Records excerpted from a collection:
***
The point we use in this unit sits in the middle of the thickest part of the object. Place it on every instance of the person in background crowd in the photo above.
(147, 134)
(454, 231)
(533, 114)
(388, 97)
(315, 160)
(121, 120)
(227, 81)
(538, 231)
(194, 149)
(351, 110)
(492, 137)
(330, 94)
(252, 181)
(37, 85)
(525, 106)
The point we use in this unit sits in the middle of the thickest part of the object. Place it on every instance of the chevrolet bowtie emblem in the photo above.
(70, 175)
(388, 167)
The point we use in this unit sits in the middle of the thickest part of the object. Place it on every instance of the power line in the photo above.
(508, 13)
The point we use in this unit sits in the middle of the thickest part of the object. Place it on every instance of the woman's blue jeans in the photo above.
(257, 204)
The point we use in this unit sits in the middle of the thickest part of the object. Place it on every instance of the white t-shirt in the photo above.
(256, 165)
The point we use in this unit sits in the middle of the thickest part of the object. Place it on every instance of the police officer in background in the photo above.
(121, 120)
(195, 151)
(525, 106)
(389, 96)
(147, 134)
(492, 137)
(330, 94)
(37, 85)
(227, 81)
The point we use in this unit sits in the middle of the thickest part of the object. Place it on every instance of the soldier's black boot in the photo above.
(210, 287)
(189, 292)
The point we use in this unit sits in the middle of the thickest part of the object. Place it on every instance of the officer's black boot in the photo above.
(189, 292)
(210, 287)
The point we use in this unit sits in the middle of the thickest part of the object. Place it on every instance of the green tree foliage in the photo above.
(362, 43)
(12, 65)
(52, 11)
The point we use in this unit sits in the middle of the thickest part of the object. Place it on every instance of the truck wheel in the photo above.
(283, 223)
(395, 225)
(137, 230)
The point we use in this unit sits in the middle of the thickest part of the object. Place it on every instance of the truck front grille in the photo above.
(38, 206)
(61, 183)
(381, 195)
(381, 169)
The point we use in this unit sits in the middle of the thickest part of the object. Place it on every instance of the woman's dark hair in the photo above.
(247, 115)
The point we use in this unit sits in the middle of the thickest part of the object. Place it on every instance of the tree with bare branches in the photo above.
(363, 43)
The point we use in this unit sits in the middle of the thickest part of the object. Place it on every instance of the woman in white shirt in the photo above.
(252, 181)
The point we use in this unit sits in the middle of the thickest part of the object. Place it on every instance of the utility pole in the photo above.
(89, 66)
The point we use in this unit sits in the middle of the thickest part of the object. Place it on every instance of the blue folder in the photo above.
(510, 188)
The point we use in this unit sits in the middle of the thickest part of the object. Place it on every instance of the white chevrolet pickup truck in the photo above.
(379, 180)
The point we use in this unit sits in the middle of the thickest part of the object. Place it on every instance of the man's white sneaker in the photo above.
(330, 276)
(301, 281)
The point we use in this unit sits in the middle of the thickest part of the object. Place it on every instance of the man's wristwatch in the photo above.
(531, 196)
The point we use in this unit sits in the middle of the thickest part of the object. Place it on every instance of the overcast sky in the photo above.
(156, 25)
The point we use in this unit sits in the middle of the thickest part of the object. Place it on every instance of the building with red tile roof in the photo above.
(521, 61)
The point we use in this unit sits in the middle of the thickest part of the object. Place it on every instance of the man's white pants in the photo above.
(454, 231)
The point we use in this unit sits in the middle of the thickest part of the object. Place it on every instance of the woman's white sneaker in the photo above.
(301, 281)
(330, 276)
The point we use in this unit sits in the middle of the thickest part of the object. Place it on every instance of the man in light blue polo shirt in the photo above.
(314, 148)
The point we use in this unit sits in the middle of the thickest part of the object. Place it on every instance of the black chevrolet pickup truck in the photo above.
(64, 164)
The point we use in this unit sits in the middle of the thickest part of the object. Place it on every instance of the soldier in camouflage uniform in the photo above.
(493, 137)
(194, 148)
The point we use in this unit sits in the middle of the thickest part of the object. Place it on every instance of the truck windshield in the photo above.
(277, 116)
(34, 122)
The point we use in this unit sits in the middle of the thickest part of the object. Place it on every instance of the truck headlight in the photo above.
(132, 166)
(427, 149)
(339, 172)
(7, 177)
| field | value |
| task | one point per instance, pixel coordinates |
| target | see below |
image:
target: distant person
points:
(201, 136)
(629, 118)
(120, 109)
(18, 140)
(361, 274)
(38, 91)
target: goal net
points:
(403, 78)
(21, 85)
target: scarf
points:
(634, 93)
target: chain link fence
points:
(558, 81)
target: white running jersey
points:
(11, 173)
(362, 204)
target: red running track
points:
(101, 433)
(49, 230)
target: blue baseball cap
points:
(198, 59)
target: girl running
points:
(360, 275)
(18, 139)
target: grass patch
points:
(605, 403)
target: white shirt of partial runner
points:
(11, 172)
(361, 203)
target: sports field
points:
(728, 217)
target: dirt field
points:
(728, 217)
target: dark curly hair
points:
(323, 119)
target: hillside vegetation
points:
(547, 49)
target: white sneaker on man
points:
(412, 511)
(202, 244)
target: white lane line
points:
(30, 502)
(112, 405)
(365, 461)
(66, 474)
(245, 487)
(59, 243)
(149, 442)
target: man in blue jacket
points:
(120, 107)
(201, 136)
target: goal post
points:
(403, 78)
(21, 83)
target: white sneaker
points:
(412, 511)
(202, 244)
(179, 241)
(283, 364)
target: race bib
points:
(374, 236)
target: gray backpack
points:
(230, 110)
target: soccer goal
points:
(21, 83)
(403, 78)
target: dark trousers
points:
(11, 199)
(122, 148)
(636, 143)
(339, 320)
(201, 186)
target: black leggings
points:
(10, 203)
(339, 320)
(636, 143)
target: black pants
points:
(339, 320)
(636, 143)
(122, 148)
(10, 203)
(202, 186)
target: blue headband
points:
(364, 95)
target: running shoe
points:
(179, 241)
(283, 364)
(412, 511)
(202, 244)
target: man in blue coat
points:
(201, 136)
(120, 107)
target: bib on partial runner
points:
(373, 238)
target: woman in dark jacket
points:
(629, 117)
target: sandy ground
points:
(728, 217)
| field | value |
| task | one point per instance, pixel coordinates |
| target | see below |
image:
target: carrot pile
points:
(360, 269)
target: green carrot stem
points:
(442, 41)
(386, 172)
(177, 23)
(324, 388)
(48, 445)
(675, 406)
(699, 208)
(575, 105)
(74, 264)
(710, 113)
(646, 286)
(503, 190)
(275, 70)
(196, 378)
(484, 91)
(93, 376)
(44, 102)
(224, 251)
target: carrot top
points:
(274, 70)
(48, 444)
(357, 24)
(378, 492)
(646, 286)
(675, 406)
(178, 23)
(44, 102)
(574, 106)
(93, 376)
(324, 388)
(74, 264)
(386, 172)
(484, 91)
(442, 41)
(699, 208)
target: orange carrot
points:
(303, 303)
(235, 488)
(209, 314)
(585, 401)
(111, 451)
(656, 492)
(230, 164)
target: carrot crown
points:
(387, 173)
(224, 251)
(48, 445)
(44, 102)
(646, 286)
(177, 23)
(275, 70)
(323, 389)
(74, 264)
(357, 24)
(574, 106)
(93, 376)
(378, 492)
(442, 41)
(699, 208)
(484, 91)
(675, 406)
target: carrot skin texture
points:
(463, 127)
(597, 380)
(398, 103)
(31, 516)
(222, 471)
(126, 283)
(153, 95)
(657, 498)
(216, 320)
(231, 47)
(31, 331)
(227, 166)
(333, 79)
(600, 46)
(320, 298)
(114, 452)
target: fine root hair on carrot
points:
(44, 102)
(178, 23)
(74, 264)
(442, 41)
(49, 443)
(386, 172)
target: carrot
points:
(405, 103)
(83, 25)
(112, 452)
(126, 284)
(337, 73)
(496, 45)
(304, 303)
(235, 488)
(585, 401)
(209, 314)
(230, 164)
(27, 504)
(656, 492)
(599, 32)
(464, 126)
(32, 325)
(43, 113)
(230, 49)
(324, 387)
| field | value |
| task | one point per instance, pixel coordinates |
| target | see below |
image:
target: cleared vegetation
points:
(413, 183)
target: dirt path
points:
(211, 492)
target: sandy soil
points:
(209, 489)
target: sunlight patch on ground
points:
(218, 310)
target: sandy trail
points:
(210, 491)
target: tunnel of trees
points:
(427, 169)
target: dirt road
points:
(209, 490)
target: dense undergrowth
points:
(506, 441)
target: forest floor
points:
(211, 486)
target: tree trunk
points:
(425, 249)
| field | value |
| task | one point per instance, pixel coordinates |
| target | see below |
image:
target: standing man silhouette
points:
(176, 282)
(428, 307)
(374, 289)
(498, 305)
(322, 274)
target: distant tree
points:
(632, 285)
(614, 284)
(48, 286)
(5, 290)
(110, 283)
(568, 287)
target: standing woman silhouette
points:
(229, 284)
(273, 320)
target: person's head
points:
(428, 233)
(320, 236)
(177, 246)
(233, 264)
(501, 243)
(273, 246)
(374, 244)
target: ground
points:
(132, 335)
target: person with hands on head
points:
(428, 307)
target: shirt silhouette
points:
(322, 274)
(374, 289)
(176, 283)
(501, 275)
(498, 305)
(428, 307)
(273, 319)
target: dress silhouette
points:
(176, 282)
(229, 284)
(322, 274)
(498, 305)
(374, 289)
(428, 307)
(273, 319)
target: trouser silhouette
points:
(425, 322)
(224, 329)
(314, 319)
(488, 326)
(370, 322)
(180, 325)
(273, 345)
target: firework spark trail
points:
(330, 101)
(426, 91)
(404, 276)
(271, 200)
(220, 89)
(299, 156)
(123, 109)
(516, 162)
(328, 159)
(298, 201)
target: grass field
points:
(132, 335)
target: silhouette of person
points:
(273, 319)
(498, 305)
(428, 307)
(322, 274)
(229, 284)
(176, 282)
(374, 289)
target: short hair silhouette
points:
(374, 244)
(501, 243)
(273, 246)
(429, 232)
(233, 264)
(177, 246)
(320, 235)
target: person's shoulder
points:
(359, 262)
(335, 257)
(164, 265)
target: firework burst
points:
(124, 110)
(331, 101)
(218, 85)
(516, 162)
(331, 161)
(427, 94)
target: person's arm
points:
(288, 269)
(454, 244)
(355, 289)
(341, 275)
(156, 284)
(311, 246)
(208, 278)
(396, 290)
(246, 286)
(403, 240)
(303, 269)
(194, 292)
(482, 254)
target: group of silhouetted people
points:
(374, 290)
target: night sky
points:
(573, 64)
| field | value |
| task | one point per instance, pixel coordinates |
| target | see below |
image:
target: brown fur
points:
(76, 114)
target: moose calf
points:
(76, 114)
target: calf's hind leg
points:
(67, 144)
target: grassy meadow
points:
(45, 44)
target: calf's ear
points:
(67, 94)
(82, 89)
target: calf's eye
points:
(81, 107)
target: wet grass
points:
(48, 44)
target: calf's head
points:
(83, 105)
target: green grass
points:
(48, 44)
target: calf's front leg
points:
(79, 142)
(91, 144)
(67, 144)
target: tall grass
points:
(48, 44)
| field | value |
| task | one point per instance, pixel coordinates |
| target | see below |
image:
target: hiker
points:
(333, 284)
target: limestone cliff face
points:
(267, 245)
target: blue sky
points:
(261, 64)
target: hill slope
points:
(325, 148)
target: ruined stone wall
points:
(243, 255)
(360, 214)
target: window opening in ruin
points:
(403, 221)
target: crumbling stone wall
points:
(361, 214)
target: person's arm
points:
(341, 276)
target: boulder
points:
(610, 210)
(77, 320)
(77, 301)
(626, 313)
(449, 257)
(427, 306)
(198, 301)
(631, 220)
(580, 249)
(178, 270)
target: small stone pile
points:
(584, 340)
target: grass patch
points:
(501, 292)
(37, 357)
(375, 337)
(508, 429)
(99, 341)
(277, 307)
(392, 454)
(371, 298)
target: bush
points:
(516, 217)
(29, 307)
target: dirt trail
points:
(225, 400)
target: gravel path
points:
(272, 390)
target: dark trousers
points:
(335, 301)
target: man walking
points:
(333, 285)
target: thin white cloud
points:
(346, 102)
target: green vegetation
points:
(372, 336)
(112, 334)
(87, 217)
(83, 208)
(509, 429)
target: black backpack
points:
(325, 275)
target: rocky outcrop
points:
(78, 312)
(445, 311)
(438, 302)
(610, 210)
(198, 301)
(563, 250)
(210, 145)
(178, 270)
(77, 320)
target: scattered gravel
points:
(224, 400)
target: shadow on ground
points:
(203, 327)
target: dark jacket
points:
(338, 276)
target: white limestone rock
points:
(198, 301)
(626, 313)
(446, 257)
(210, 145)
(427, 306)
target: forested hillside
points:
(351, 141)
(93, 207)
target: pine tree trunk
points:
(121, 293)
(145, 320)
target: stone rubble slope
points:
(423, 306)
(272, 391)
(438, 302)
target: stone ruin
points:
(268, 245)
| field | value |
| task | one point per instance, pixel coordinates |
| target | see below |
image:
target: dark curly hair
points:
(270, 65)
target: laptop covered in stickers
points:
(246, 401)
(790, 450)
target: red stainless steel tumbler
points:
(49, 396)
***
● **Directions**
Write out exactly the lines starting with the one that holds "target: black backpack" and running through the last line above.

● **Worked solution**
target: black backpack
points:
(325, 275)
target: rocky outcrop
points:
(78, 312)
(445, 311)
(438, 302)
(610, 210)
(198, 301)
(563, 250)
(210, 145)
(178, 270)
(77, 320)
target: scattered gravel
points:
(224, 400)
target: shadow on ground
points:
(203, 327)
target: dark jacket
points:
(338, 276)
target: white limestone rock
points:
(198, 301)
(626, 313)
(446, 257)
(210, 145)
(427, 306)
target: forested hillside
points:
(351, 141)
(93, 207)
target: pine tree trunk
points:
(121, 293)
(145, 320)
target: stone rubble slope
points:
(423, 306)
(272, 391)
(438, 302)
target: stone ruin
points:
(268, 245)
| field | value |
| task | one point per instance, pixel coordinates |
| target | see below |
image:
target: dark curly hair
points:
(270, 65)
target: laptop covered in stickers
points:
(246, 401)
(790, 450)
target: red stainless steel tumbler
points:
(49, 396)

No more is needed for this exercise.